DATA SECTION →
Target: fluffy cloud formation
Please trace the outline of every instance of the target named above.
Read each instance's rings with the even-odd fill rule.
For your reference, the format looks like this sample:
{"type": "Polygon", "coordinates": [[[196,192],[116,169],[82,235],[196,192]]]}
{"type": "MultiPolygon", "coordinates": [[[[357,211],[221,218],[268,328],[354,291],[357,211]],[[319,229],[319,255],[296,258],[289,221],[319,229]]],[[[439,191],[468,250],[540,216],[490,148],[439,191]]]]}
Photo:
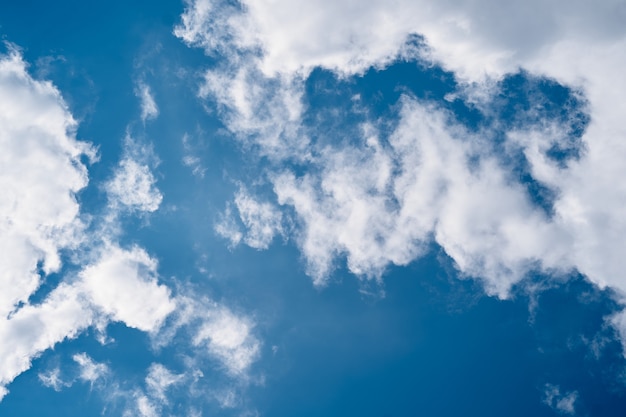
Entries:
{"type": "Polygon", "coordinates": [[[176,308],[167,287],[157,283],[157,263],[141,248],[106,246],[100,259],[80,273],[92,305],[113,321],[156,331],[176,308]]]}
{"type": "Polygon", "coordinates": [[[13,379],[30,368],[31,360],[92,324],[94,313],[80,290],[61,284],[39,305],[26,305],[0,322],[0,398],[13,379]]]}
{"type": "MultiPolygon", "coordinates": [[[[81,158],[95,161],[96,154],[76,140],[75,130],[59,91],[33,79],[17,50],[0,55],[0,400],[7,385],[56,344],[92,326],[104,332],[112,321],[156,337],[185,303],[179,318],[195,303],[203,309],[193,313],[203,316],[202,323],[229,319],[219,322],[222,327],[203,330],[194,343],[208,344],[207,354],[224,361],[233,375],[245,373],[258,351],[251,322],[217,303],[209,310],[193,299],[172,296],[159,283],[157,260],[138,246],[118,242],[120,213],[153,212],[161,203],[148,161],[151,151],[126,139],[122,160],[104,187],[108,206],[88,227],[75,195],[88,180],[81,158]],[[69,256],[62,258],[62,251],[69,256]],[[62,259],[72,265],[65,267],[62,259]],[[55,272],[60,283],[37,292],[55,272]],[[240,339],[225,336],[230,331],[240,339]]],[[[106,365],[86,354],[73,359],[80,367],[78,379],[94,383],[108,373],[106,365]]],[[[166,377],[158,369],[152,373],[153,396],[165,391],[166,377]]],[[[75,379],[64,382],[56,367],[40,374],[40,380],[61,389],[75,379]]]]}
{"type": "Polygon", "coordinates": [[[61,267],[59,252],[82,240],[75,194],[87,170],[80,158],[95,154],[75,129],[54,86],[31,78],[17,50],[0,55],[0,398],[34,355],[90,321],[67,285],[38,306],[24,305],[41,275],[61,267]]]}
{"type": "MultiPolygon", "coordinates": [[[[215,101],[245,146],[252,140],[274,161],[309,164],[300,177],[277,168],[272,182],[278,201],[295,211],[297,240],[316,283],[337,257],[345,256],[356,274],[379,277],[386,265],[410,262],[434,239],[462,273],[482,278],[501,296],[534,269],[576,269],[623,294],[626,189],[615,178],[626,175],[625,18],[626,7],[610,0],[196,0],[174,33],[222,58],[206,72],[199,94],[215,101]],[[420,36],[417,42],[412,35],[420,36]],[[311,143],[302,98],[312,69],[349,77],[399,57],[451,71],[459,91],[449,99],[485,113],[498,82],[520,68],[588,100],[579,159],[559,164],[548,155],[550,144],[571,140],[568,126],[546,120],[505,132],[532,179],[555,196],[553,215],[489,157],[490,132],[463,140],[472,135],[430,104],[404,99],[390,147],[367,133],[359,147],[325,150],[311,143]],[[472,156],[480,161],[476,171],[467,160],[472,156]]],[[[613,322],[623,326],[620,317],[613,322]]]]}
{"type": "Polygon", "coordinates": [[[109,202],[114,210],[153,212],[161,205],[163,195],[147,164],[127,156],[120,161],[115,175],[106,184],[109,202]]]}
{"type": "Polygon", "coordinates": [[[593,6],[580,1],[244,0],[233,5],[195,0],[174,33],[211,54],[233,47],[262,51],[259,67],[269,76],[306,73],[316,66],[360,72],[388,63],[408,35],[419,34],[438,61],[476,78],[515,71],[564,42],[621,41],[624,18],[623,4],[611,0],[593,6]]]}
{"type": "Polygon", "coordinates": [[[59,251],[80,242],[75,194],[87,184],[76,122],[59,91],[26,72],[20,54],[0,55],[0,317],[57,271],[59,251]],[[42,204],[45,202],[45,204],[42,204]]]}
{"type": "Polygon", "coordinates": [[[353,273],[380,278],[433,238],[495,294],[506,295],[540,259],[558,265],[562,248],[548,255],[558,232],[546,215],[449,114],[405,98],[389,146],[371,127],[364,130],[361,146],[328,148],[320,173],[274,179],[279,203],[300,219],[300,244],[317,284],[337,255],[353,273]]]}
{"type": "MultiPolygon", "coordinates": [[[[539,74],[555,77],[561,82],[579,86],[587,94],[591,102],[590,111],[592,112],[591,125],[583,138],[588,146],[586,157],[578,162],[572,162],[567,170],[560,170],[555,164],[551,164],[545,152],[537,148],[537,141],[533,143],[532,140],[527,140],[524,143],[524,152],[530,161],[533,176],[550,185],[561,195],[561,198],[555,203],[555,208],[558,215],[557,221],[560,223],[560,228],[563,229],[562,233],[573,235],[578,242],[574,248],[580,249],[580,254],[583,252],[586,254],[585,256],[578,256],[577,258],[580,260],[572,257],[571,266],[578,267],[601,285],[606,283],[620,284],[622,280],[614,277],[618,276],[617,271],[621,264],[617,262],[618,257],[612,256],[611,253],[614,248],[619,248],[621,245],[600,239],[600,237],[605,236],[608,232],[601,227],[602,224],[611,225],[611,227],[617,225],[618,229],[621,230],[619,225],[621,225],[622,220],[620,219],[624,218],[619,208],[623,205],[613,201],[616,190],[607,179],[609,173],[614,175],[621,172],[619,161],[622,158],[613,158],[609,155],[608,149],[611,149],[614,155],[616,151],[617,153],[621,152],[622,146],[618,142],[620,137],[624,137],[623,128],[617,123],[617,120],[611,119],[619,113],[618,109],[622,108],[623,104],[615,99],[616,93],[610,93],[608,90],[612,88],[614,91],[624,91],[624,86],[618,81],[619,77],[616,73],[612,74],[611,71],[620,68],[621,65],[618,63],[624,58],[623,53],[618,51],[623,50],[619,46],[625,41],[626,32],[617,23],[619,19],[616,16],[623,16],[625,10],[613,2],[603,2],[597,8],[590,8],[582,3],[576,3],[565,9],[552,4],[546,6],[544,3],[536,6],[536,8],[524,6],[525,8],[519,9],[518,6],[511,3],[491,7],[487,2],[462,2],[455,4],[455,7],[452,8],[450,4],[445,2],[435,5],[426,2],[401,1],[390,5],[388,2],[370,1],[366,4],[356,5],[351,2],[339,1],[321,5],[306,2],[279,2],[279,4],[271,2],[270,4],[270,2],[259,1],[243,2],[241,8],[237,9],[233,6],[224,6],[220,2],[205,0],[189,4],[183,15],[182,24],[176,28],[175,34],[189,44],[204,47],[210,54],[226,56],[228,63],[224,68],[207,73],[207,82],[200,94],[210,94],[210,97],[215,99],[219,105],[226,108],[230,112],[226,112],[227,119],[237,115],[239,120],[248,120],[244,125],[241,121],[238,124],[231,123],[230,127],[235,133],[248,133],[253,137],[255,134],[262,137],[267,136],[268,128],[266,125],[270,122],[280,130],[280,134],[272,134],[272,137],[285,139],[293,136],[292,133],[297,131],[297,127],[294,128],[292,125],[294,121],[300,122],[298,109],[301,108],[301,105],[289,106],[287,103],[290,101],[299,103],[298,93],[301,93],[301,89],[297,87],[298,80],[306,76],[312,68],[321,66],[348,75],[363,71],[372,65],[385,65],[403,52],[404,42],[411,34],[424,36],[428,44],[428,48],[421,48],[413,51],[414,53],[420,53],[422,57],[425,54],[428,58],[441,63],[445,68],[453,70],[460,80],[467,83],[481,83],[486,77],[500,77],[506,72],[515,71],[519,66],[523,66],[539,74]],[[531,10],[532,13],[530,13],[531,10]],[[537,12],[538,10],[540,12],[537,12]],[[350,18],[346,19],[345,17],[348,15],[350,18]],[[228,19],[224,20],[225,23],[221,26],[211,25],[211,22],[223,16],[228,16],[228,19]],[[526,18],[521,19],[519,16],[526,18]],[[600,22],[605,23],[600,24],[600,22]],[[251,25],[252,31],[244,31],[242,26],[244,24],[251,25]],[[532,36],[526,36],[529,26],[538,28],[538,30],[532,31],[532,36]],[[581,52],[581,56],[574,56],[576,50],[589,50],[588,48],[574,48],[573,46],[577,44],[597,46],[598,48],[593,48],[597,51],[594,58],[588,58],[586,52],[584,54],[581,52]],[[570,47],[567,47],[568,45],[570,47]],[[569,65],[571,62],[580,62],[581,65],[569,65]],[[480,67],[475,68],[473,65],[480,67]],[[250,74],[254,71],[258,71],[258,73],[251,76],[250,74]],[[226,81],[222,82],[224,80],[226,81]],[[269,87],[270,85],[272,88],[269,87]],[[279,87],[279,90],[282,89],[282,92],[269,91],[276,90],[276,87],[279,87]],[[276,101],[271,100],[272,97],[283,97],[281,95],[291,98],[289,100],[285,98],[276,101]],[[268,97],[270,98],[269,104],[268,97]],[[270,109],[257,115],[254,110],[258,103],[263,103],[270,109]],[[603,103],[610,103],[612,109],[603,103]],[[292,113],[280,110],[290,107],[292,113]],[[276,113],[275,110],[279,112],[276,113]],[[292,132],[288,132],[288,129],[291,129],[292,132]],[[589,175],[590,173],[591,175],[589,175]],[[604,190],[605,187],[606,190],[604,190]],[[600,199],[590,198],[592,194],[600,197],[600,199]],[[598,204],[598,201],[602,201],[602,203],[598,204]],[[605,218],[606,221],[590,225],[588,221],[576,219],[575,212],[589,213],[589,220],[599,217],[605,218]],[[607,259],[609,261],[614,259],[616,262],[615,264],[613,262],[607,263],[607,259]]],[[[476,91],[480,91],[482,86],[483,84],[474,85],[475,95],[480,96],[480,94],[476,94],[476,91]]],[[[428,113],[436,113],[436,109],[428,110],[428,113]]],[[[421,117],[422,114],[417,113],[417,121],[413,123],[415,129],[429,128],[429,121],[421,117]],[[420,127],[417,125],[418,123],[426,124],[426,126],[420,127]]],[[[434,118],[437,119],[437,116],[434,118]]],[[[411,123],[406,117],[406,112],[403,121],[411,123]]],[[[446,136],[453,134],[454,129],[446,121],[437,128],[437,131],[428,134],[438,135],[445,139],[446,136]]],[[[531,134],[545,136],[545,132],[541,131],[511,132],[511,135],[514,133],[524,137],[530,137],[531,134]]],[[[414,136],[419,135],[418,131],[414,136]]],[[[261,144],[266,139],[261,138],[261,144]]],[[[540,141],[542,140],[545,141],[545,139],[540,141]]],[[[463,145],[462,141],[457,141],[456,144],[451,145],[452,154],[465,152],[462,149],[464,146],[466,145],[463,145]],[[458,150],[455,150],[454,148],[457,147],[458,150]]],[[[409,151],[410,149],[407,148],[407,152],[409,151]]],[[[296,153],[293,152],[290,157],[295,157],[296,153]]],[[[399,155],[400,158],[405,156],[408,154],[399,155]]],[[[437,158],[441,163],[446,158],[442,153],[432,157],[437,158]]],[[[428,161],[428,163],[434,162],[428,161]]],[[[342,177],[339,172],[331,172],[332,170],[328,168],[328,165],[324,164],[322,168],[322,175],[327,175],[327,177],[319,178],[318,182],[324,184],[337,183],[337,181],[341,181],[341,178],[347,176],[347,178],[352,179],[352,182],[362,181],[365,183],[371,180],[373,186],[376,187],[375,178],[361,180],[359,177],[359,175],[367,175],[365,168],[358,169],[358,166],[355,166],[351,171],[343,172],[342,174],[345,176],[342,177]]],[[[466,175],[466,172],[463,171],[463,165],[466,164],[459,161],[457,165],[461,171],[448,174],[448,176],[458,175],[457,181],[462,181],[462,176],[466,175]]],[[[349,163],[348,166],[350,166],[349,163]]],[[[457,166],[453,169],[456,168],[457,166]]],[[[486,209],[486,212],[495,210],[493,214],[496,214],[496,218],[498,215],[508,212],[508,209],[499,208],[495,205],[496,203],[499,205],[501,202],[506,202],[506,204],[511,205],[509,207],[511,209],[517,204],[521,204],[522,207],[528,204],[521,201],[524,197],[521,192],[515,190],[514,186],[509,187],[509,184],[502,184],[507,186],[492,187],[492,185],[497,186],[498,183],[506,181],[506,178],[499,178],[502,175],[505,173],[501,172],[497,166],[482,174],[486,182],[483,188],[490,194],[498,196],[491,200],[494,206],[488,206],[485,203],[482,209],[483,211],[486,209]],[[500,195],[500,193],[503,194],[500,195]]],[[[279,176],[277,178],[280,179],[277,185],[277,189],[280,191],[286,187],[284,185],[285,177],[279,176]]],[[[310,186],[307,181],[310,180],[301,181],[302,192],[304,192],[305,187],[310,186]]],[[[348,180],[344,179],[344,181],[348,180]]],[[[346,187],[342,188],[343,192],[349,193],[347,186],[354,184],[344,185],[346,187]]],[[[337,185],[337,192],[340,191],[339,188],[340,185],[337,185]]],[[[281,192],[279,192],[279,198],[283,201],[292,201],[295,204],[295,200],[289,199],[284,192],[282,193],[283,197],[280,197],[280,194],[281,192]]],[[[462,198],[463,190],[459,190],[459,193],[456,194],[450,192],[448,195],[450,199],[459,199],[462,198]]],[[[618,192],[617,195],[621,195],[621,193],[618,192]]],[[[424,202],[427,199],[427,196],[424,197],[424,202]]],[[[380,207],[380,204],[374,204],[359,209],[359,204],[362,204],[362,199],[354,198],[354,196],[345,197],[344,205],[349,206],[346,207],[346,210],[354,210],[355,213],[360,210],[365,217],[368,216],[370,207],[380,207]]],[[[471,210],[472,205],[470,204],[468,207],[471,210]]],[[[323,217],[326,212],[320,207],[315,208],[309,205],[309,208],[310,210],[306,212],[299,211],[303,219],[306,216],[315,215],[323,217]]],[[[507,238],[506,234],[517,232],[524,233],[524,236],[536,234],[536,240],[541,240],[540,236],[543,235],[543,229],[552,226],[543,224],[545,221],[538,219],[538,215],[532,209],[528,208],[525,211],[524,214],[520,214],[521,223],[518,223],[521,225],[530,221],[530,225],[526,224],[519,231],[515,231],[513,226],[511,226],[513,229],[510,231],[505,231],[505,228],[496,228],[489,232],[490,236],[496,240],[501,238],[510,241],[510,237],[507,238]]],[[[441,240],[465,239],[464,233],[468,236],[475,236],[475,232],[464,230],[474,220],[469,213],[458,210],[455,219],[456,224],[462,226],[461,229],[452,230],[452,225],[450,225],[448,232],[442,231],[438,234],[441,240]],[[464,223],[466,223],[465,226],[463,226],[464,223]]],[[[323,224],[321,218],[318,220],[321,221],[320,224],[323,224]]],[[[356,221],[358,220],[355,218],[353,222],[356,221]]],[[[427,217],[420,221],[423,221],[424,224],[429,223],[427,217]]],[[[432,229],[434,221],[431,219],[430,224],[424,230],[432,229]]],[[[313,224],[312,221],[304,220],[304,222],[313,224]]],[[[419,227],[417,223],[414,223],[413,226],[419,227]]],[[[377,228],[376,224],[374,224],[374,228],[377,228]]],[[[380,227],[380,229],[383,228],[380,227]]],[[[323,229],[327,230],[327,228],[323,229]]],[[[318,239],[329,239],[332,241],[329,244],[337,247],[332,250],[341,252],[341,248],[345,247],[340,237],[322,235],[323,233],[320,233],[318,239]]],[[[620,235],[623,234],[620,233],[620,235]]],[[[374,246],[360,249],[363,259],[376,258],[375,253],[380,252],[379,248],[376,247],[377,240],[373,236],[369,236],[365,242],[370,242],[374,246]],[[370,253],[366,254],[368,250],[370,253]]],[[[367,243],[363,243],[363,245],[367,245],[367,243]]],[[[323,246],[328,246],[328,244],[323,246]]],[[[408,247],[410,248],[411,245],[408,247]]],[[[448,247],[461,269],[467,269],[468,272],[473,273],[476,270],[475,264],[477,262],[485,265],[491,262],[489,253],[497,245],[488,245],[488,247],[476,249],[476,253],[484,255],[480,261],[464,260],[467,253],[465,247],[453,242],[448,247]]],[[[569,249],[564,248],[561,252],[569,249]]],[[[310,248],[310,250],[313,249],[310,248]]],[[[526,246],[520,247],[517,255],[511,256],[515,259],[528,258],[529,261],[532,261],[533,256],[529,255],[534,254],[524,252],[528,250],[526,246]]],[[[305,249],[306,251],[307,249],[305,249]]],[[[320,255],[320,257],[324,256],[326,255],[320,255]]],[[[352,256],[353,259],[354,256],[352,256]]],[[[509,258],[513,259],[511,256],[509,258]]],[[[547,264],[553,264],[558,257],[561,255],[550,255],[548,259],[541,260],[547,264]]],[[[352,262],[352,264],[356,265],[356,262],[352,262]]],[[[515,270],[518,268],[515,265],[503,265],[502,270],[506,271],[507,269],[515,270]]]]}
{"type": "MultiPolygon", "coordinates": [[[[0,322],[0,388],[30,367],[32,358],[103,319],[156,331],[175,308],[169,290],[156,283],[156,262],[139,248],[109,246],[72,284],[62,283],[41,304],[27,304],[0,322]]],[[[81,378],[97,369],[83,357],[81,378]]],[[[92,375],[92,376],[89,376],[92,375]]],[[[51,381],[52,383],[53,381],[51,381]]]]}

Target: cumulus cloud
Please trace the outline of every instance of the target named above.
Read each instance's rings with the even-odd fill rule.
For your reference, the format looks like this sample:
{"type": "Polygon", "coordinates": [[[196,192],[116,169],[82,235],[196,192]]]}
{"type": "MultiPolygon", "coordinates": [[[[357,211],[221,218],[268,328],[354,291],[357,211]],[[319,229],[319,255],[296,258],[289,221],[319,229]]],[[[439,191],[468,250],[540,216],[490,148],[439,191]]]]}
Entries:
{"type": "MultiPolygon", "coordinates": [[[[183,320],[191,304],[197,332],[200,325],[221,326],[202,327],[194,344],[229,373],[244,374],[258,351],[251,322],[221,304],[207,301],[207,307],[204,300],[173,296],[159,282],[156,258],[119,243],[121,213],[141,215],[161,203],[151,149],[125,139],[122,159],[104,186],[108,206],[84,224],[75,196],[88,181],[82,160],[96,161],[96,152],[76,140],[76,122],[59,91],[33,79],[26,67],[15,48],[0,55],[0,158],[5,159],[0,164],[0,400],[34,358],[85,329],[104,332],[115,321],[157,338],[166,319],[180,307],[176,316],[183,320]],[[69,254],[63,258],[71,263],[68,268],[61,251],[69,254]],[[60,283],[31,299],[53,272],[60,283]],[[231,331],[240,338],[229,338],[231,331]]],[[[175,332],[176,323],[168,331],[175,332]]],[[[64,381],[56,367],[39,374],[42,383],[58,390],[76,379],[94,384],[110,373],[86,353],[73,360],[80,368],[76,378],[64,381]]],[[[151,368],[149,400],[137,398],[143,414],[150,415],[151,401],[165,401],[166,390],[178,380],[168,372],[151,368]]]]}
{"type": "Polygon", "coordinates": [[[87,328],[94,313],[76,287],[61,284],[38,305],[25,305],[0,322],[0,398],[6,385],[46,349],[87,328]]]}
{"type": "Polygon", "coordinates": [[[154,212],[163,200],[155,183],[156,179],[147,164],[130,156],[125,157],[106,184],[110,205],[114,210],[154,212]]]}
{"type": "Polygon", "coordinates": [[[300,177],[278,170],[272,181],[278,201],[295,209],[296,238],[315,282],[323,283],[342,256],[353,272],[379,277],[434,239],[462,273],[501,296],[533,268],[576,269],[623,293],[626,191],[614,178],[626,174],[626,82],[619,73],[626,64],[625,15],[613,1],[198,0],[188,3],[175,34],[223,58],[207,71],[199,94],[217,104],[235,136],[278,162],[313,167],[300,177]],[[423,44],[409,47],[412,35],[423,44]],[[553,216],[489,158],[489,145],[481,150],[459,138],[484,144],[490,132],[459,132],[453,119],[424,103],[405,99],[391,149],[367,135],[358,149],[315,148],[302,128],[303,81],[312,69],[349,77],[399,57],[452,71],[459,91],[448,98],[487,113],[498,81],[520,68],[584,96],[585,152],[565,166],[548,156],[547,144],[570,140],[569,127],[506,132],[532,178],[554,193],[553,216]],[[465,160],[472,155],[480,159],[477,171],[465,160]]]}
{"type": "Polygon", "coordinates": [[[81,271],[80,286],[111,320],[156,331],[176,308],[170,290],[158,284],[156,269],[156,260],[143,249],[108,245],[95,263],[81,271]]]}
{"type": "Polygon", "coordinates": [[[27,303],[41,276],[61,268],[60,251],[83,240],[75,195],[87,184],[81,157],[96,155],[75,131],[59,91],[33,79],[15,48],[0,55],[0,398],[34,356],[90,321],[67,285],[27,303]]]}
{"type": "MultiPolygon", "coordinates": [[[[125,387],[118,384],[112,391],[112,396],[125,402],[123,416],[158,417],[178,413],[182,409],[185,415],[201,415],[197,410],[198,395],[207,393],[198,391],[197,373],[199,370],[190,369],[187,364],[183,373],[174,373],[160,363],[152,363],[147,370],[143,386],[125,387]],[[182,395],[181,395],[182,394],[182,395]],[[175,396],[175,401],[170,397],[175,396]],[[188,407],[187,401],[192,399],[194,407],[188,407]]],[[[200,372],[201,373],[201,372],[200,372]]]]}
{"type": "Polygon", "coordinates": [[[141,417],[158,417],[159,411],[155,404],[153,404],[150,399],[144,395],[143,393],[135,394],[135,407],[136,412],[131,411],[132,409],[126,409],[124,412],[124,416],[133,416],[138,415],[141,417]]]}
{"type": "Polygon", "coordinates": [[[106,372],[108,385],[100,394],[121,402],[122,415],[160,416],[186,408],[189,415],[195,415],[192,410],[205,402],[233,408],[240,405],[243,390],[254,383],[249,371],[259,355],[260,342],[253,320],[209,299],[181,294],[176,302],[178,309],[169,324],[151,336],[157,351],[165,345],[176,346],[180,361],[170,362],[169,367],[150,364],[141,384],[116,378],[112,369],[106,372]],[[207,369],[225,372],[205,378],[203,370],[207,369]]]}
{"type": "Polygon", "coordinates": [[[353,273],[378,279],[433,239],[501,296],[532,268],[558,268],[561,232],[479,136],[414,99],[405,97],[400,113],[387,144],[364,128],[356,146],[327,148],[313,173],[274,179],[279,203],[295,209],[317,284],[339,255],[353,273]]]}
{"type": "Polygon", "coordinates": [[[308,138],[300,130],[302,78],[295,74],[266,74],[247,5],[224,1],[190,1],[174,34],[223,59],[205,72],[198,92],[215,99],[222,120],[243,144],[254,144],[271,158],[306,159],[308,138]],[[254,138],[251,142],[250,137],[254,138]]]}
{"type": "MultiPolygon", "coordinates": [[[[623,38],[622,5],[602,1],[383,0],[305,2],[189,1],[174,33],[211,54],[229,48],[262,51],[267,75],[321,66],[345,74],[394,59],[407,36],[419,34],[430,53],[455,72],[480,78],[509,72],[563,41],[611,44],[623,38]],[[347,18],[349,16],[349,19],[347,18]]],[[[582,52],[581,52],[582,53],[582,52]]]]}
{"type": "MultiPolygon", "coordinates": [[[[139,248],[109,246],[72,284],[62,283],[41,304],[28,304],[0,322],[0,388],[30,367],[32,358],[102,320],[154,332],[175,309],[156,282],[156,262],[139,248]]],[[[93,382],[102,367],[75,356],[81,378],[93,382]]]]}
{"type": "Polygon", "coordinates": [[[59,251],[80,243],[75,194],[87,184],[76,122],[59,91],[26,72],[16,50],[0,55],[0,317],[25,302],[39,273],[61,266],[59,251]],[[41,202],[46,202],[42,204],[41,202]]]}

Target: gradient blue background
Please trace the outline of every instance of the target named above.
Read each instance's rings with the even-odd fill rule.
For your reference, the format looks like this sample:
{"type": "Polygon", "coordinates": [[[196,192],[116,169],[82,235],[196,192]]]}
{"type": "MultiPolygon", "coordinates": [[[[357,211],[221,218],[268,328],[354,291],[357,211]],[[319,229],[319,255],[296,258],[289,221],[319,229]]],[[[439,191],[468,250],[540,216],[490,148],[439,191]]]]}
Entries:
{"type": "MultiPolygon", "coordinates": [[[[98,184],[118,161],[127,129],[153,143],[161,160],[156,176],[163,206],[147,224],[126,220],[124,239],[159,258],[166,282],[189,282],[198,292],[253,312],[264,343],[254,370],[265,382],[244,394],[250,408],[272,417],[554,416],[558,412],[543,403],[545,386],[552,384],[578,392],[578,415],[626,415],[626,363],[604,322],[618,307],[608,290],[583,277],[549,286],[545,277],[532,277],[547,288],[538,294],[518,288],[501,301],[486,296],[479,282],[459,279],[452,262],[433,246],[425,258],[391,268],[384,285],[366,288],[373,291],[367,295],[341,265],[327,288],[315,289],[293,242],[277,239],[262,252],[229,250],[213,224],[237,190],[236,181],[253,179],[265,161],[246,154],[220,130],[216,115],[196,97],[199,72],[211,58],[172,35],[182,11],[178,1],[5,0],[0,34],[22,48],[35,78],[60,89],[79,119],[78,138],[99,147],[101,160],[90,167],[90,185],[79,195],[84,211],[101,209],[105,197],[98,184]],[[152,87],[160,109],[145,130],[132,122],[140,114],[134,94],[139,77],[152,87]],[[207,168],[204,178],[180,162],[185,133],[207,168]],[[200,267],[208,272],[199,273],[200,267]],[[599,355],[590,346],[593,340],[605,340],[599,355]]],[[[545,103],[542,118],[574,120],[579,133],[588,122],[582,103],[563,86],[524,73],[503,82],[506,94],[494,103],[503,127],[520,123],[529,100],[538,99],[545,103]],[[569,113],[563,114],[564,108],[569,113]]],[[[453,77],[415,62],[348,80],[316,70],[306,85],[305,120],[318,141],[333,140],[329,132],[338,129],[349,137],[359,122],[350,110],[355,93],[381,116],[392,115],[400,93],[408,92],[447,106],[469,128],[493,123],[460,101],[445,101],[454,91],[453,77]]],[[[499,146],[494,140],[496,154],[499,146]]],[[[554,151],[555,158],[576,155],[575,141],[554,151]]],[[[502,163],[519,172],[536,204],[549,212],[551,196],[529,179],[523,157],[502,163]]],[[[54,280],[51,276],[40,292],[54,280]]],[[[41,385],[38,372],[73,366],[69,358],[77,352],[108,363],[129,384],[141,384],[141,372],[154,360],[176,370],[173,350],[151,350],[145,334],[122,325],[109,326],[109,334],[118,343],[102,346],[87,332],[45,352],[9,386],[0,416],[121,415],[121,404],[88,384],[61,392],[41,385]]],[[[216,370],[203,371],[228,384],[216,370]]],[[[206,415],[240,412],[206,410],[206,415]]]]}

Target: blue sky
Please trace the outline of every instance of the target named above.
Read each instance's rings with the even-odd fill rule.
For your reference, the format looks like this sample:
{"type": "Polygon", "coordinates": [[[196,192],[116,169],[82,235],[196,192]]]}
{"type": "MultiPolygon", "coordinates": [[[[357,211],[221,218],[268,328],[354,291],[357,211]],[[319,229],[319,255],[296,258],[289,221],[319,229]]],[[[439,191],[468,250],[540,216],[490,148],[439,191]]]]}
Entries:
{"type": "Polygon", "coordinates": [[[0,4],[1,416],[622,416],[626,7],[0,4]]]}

EXERCISE → Search the listing for the string "cloud". Copy each line where it is found.

EXERCISE RESULT →
Target: fluffy cloud formation
Target: cumulus cloud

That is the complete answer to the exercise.